_Instructions for the task_
Your answer must be the records below repeated word for word, with no pictures in it.

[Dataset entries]
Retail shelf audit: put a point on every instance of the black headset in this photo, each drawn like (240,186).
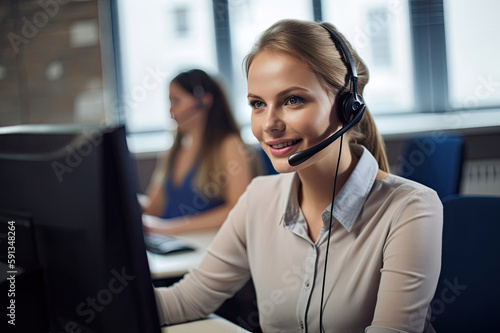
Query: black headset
(350,106)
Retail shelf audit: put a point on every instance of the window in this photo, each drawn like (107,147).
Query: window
(158,40)
(425,57)
(472,29)
(380,32)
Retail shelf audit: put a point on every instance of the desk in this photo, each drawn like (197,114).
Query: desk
(178,264)
(213,324)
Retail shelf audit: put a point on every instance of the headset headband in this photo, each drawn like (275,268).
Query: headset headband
(338,41)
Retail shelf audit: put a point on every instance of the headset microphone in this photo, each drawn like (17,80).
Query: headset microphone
(350,107)
(304,155)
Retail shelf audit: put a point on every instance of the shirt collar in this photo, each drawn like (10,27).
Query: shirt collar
(348,202)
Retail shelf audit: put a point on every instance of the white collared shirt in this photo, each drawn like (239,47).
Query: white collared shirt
(383,263)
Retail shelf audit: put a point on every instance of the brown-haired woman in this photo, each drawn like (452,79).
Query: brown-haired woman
(207,169)
(385,243)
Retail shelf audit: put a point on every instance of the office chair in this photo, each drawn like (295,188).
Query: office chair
(468,291)
(434,161)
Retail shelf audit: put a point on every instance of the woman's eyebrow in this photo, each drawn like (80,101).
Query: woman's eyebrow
(284,92)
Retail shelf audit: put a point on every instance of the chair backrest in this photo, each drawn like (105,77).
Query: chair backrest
(468,291)
(434,161)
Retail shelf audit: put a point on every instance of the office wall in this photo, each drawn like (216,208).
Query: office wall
(50,62)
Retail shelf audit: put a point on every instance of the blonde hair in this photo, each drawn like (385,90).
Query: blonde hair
(312,44)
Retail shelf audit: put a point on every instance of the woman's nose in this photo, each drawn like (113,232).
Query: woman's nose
(273,121)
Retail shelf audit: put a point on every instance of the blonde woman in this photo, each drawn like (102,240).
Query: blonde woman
(208,167)
(369,265)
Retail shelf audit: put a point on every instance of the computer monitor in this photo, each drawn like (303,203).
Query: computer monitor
(72,246)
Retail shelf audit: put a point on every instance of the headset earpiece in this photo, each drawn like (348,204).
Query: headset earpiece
(350,106)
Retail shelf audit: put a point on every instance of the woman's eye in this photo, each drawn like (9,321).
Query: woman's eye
(294,100)
(256,104)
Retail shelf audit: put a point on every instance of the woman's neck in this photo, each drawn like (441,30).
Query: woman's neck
(317,181)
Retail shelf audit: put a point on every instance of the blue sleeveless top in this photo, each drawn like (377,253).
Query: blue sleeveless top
(185,199)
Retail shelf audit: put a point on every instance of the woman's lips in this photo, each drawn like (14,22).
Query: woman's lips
(283,147)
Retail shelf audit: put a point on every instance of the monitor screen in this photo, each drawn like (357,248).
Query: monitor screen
(72,250)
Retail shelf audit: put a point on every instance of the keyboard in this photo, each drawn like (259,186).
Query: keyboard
(162,244)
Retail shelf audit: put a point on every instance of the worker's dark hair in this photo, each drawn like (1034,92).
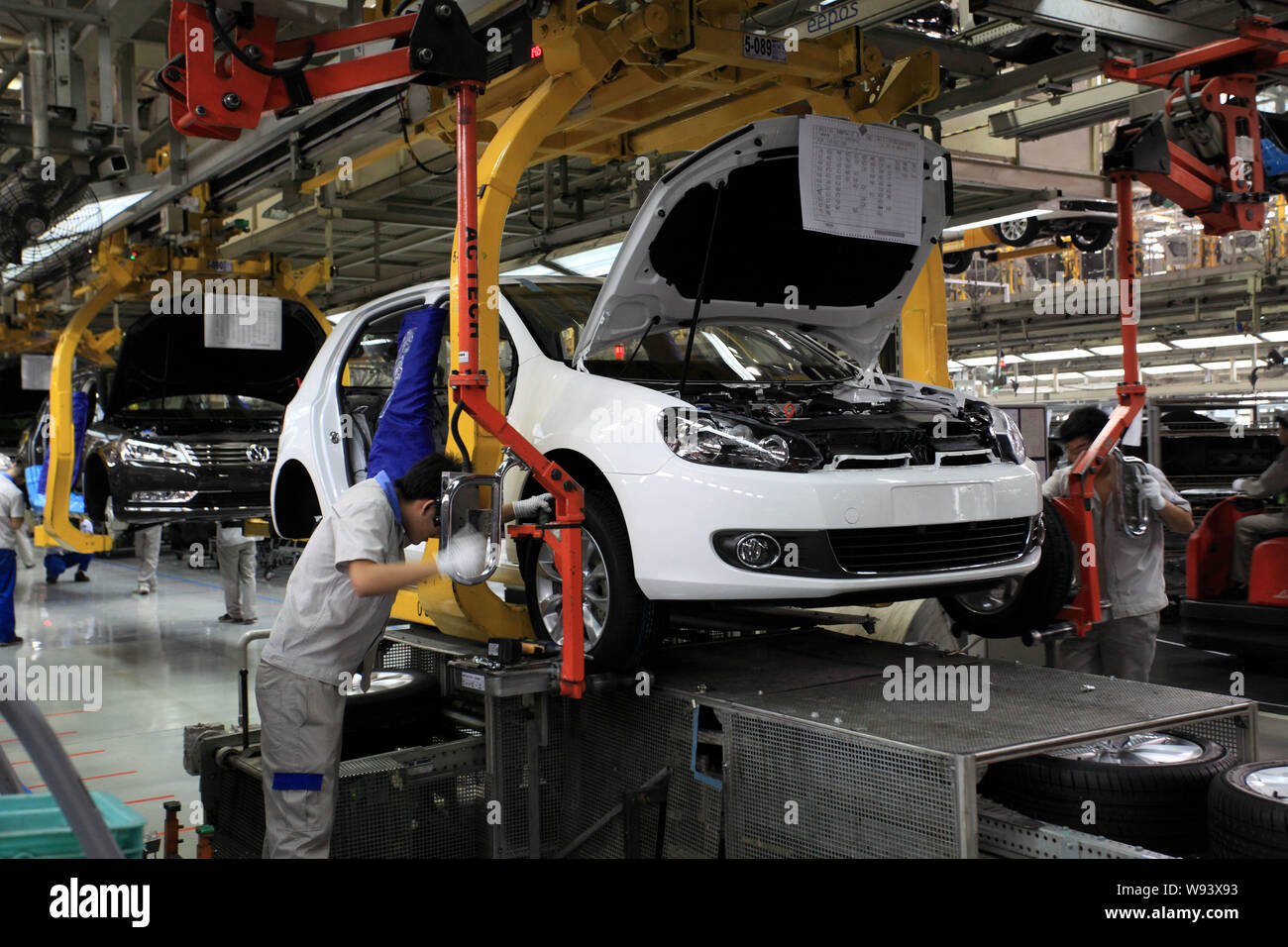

_Reply to the exercise_
Retail shelf audit: put a point on every instance of the black headset in this photo, each drawn like (240,186).
Query: black headset
(350,106)
Retail shelf audit: put a point on every instance of the window in this photo, each drawn like (107,147).
Query: window
(158,40)
(425,57)
(472,29)
(380,32)
Retail shelf audit: put a point on every instance of the desk in this photo, each drawn like (197,114).
Query: desk
(178,264)
(213,324)
Retail shelf audit: put a point on every instance of the headset headband in this photo, each drawn like (275,268).
Query: headset headband
(338,41)
Retail shelf audit: put a point on every instance of the headset microphone in this photo, each drawn like (17,80).
Query: headset microphone
(350,107)
(304,155)
Retail shelf audit: put a point on every instance of the shirt collar in this photo, each drawn like (10,27).
Query: shirt collar
(348,202)
Retail shelf audit: put a point on every instance of the white collared shirt in this photo, each drawn like (239,47).
Query: white collared shirt
(383,263)
Retail shelf audit: put a point on every instance of the brown-haired woman in this photo, each drawn like (452,79).
Query: brown-haired woman
(207,169)
(385,243)
Retail shelf audit: put a point on every instance of the office chair in this photo, each drawn like (295,188).
Query: office chair
(468,291)
(434,161)
Retail shelf audit: put a point on every instance of the woman's eyebrow in this photo, each drawn like (80,101).
Query: woman's eyebrow
(284,92)
Retail shelf audit: put a point on every instance of the chair backrest in this photo, each drawn like (105,77).
Query: chair backrest
(468,291)
(434,161)
Retail shelf audit: put a point on every instance of the office wall in this photo, each drawn like (216,208).
Query: office wall
(50,62)
Retail shelf audit: put a point on every instance of the blonde hair in this photo, each drawn like (385,90).
Query: blonde hair
(312,44)
Retail shelf audit: put a point on every instance of the woman's nose in this photo, each drawn like (113,232).
Query: woman's nose
(273,121)
Retail shelf audit: put a point on every instance of the blonde woman in this photo, each drawn like (102,240).
Query: blonde woman
(208,167)
(369,265)
Retail shelf audit: put a point on every instance of the computer monitor in this photo, each drawn like (303,203).
Query: computer monitor
(72,246)
Retail shelf audit: put a point on every instance of the headset earpiece in this photo, each drawn like (348,204).
Query: headset earpiece
(350,106)
Retail shelf audit: put a point on every instance of the woman's eye in this photo, each drawn like (9,321).
Query: woman's eye
(294,100)
(256,104)
Retail shelf audit: put a point on every instance of the woman's neck in this photo, each drawn like (441,30).
Query: woman's neck
(317,181)
Retail shelf audit: put a point on every instance of the blue sleeveless top in this photo, each drawn like (377,253).
Query: blue sleeveless top
(185,199)
Retail shelf audit: put a point on every instance of the woman's lips in this photo, each drawn like (14,22).
Query: woman's lips
(283,147)
Retail shelf audit: put a point on every instance of the monitor screen in this photo, each drawn like (357,248).
Query: monitor screen
(72,250)
Retail shelf audit: put a point on every instance of the keyboard in this photo, each drawn like (259,186).
Query: keyboard
(162,244)
Retail shelf audit: put a point on every instance of the worker's dark hair in this photo, each drawn like (1034,92).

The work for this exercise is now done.